----- Working data

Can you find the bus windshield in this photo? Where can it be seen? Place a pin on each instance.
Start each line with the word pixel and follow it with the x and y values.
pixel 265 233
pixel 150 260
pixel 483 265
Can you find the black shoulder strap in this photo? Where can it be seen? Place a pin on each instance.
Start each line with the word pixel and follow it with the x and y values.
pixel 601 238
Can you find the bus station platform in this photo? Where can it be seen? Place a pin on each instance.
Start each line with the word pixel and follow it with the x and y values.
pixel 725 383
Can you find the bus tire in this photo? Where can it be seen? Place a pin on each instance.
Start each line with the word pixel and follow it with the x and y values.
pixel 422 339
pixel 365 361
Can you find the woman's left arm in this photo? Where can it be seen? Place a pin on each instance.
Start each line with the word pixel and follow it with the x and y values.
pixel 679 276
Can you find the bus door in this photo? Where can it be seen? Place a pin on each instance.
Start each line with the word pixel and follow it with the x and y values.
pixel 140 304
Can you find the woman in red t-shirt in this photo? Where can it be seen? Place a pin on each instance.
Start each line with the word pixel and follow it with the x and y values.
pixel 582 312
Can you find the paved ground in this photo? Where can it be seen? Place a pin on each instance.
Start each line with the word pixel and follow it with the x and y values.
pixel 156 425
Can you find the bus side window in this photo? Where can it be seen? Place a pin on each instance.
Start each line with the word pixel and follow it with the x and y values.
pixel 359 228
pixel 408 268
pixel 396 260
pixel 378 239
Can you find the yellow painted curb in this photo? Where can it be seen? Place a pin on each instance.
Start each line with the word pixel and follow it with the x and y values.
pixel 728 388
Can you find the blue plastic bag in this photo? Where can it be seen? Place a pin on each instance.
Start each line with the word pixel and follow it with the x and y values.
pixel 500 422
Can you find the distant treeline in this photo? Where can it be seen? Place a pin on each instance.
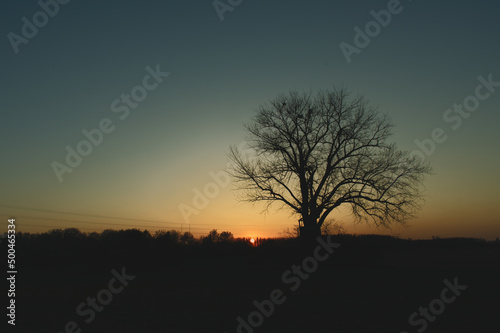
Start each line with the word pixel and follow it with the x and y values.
pixel 72 249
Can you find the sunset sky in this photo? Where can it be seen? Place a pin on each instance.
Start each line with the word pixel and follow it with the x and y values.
pixel 71 75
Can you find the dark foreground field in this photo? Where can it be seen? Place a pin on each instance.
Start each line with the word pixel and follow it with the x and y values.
pixel 368 284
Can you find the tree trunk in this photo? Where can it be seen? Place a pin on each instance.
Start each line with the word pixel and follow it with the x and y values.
pixel 311 230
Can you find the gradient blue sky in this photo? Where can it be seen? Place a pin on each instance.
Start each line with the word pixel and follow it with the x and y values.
pixel 66 77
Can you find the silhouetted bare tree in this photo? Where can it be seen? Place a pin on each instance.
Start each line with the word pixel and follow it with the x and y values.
pixel 314 153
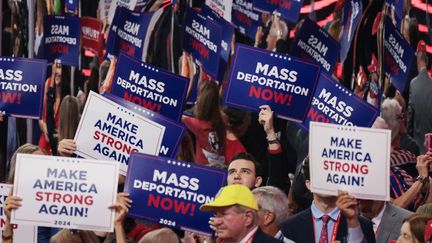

----------

_Work to be completed:_ Say how many lines in the entries contain the string "blue", and say nothing else.

_Written answer:_ 2